### What the task requires
Once you find the line containing "Target: power line", please retype it and every line after it to the end of the entries, exactly and with nothing added.

[Source records]
[Start of section]

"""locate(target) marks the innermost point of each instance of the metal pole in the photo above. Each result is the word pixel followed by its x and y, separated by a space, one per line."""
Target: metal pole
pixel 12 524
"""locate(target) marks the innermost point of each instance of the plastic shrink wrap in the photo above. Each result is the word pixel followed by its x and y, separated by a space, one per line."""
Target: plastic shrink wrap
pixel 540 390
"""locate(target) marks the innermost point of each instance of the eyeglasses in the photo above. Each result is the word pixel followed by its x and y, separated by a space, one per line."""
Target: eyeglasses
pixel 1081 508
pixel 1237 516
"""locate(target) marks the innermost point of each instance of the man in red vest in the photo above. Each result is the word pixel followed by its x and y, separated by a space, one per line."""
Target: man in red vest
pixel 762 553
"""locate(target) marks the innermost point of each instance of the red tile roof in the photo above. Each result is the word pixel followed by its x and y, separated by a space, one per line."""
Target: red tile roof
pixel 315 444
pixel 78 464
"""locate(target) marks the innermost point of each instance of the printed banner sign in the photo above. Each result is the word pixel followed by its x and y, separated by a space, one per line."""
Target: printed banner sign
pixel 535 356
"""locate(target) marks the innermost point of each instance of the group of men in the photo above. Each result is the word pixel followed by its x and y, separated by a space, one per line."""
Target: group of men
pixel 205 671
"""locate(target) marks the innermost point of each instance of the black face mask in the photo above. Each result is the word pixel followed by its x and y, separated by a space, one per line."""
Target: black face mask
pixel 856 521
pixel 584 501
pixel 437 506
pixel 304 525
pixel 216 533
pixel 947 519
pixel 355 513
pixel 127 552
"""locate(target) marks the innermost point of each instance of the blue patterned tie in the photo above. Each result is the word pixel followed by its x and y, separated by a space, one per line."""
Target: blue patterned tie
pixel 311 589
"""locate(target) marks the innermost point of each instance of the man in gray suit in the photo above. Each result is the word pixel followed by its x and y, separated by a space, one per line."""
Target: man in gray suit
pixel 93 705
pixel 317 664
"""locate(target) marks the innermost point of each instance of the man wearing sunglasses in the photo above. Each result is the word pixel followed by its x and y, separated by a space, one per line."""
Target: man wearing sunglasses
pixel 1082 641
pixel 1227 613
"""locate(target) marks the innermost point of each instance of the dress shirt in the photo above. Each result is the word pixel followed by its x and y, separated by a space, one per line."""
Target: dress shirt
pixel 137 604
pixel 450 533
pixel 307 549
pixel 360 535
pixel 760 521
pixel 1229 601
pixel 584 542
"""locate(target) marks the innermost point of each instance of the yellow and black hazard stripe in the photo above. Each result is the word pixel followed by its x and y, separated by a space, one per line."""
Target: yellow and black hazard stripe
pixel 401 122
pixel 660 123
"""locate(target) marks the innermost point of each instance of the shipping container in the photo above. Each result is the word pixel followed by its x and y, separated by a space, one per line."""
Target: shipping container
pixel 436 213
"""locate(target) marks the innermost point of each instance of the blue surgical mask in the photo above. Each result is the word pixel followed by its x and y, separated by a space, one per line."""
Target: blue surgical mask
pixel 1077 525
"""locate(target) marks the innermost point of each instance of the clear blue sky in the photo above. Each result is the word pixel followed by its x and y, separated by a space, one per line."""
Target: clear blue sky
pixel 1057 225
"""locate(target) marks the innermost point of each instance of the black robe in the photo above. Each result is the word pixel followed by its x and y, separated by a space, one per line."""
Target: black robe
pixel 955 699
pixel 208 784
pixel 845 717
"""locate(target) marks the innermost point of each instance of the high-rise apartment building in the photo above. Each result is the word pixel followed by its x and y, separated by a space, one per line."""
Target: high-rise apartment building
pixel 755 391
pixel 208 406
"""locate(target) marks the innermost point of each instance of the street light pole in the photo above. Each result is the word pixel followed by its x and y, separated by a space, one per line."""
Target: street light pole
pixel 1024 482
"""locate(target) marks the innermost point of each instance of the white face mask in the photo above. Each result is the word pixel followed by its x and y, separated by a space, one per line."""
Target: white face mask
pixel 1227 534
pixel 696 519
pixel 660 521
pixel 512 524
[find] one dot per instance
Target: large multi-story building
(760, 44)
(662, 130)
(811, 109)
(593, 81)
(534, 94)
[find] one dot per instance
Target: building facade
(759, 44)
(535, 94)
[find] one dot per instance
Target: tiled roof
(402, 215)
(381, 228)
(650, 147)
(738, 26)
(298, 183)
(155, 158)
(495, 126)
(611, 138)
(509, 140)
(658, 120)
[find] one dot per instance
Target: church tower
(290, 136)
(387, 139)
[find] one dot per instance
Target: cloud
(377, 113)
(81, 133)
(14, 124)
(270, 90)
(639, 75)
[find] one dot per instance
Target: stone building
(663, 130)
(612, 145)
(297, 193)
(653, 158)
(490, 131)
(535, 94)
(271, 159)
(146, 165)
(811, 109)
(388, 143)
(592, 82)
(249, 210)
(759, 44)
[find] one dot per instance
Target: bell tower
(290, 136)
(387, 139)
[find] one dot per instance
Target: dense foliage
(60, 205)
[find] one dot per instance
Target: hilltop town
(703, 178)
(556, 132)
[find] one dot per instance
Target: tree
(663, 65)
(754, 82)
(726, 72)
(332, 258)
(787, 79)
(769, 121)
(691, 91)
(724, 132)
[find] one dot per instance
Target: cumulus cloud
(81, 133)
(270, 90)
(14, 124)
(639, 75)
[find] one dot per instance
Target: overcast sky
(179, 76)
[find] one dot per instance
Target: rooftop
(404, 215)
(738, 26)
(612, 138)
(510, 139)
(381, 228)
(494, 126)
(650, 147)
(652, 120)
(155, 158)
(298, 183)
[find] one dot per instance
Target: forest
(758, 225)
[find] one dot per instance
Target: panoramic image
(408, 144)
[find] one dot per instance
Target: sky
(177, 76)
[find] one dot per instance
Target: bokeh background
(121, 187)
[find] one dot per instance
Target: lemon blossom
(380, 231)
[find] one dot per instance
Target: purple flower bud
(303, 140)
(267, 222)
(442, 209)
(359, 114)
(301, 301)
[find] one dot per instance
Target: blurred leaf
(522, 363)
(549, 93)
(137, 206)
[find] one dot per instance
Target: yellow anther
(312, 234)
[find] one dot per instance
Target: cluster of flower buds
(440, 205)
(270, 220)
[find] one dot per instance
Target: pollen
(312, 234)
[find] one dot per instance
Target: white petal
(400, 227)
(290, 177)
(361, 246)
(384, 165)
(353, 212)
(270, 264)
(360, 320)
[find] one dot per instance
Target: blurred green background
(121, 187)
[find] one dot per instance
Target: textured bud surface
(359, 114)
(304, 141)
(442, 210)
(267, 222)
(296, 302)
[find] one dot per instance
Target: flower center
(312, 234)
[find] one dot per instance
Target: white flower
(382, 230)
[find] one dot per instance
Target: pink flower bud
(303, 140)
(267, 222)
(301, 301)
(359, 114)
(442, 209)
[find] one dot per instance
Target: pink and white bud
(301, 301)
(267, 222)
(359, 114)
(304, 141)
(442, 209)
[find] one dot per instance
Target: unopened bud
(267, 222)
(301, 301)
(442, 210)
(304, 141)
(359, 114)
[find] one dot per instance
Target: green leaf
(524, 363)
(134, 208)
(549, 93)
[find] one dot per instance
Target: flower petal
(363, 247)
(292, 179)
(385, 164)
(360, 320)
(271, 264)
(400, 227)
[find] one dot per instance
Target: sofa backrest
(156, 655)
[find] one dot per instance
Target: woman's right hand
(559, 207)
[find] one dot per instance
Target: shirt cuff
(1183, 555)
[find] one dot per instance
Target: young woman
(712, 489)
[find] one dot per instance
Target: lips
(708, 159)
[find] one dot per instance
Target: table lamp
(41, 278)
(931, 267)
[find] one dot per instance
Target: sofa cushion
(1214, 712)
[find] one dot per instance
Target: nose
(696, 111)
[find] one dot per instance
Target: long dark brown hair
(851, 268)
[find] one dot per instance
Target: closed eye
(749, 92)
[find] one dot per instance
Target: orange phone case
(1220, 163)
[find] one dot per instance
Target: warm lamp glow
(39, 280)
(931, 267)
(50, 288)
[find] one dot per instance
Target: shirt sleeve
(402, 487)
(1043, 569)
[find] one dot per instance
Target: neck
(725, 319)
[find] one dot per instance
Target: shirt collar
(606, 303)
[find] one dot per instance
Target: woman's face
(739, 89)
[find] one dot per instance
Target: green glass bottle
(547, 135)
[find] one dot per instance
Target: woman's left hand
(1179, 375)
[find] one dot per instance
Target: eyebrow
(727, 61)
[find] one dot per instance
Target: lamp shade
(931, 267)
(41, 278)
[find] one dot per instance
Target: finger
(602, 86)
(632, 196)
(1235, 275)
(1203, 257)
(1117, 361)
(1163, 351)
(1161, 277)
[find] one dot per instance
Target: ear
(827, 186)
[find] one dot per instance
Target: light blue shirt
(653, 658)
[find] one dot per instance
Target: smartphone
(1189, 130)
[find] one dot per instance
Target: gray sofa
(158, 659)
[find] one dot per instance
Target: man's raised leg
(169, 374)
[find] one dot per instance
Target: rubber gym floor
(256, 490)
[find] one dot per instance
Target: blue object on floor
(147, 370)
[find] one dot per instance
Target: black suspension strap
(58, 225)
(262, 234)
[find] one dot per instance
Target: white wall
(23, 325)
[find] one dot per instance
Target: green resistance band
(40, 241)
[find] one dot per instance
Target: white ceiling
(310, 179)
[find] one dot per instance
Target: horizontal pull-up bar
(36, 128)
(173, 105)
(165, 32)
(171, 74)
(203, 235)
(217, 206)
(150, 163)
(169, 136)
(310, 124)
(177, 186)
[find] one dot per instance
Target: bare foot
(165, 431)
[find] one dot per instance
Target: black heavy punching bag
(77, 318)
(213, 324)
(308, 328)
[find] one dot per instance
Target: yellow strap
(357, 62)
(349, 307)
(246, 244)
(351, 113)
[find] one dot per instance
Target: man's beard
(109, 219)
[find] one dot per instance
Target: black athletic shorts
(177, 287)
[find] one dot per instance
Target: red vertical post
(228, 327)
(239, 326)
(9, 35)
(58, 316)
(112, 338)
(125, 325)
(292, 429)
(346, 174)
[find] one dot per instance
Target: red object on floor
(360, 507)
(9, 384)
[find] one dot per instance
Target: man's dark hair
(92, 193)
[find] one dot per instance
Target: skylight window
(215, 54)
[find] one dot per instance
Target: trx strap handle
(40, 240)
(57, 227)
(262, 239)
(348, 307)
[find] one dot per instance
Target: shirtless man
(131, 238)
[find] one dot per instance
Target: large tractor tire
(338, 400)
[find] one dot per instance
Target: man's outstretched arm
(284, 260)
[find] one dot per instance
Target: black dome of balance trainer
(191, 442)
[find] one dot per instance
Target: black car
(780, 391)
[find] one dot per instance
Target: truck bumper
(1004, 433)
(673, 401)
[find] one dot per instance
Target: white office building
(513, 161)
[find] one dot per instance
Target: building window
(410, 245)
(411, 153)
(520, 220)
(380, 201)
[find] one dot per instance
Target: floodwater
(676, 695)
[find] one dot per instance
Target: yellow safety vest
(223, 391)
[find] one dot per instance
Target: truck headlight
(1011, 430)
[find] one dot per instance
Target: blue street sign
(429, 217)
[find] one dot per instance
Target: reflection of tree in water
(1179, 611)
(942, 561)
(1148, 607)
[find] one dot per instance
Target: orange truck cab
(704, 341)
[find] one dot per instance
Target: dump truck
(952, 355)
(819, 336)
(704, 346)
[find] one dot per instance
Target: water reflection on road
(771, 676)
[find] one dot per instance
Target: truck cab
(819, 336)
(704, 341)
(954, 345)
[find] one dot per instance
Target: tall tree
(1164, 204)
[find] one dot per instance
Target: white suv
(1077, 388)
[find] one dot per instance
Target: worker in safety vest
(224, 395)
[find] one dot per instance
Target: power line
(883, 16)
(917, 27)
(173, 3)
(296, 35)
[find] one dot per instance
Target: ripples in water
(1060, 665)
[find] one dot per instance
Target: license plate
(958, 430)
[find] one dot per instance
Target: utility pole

[End of section]

### Solution
Target: power line
(883, 16)
(917, 27)
(173, 3)
(296, 35)
[find] one dot per instance
Target: ripples in water
(1060, 665)
[find] one dot per instance
Target: license plate
(958, 430)
[find] one dot per instance
Target: utility pole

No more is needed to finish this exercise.